▸ About this exercise:
Copy each line of the data below in which the word "positive" can be found.
*** Dataset entries
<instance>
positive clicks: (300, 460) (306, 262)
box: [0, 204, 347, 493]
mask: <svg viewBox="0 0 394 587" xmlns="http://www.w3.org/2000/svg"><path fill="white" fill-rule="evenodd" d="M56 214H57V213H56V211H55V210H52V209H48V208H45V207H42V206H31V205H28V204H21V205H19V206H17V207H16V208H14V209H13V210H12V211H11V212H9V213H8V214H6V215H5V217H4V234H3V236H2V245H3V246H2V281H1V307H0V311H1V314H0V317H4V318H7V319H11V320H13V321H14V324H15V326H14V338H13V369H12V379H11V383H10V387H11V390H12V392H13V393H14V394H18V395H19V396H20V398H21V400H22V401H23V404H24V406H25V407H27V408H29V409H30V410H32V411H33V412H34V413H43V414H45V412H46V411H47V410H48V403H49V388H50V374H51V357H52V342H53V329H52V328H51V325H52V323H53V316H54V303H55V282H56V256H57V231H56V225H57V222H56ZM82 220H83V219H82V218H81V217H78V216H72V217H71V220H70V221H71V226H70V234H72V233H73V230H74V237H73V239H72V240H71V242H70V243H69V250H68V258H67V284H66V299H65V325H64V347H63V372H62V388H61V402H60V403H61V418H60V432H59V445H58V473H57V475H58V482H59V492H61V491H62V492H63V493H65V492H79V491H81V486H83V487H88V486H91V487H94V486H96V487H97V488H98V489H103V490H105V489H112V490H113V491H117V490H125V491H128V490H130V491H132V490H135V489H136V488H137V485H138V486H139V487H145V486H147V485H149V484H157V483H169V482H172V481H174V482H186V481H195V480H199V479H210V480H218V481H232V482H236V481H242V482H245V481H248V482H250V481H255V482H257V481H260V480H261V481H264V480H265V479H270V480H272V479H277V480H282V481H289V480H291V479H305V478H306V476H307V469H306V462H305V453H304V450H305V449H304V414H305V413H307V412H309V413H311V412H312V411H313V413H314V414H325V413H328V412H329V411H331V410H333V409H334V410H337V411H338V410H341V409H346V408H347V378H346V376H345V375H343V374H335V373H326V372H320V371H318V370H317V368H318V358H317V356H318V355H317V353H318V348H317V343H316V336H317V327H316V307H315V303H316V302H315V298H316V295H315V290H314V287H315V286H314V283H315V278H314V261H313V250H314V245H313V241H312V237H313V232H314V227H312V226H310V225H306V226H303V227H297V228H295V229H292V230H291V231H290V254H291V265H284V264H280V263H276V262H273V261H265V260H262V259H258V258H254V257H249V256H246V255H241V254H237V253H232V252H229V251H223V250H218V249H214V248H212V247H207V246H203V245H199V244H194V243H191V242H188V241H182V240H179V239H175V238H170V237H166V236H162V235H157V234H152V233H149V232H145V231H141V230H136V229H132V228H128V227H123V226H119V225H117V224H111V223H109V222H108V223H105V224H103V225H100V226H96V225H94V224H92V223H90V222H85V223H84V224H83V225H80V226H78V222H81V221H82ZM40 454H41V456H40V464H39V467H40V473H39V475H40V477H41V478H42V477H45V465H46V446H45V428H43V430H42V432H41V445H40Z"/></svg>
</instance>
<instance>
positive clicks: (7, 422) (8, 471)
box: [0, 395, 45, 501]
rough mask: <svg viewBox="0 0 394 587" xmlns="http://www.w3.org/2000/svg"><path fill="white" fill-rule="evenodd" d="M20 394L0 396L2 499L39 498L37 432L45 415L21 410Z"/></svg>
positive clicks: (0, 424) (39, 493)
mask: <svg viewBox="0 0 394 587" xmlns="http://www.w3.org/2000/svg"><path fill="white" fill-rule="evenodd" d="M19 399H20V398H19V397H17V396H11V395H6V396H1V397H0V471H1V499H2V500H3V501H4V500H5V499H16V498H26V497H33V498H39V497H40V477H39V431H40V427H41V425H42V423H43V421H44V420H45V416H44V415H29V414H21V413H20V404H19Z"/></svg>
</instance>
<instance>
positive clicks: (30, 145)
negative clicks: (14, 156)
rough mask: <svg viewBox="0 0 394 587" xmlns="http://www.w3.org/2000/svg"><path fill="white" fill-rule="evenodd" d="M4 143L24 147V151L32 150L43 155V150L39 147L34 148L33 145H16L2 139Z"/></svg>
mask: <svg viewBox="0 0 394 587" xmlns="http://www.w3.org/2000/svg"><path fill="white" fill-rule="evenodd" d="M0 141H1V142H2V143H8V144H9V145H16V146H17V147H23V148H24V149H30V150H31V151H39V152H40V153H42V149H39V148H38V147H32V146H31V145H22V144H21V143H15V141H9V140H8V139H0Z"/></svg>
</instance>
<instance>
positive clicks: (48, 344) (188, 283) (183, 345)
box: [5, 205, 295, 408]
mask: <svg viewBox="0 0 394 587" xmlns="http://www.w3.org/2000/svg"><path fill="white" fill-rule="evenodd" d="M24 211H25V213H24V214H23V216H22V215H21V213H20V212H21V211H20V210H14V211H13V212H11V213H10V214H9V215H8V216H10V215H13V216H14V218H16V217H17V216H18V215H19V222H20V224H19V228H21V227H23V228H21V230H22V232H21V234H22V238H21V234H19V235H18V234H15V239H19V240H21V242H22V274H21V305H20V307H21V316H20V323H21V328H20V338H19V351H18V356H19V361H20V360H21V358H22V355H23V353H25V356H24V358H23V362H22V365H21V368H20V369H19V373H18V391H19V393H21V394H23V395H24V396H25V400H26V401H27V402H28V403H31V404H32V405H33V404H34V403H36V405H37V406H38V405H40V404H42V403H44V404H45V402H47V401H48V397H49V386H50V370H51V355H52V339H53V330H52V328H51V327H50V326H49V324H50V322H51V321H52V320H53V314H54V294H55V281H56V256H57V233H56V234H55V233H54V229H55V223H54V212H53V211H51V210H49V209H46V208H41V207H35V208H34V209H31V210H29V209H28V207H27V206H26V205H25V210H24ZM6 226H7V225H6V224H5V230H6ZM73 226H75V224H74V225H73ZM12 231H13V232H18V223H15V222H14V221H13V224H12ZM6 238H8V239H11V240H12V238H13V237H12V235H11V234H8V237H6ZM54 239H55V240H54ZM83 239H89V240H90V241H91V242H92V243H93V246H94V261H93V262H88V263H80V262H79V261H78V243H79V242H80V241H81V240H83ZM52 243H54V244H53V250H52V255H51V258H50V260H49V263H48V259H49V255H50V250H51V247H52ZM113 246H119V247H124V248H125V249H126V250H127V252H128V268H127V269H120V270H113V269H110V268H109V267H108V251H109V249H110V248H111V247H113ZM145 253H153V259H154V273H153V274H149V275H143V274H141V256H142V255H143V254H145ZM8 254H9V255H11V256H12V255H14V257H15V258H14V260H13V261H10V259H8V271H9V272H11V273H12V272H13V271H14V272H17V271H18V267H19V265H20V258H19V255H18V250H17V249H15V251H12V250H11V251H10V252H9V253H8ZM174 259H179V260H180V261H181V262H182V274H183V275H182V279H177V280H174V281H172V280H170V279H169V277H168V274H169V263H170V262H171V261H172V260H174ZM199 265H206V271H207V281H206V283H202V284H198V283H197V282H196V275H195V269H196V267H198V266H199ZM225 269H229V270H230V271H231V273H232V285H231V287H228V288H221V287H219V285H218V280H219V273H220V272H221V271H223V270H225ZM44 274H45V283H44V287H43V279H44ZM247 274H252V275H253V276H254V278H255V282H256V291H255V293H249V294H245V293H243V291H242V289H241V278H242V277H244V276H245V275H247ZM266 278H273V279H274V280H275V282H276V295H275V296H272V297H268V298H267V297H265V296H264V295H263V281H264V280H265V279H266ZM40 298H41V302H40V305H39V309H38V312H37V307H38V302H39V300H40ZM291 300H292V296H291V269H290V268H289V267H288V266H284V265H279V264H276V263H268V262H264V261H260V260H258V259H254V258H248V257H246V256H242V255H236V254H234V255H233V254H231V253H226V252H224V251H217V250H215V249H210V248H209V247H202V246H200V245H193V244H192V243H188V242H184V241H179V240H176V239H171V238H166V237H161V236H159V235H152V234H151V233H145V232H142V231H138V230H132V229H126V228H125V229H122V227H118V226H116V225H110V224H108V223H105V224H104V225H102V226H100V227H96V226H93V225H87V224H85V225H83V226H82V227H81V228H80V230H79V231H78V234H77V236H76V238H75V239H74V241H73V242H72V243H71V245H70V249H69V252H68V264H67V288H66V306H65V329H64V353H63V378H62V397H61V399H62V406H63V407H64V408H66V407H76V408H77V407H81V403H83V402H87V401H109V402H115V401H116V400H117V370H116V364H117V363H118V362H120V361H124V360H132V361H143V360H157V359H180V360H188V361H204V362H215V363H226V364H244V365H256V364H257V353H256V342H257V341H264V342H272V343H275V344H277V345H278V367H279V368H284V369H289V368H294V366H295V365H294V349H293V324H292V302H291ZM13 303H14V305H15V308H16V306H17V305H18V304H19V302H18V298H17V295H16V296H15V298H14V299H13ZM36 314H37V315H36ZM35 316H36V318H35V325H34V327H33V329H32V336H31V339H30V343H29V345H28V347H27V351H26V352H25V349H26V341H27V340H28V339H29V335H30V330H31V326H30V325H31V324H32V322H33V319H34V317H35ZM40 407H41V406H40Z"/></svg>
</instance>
******
▸ Response:
positive clicks: (300, 460) (306, 262)
positive clicks: (7, 422) (8, 471)
positive clicks: (0, 424) (39, 493)
positive clicks: (30, 145)
positive clicks: (48, 344) (188, 283) (183, 345)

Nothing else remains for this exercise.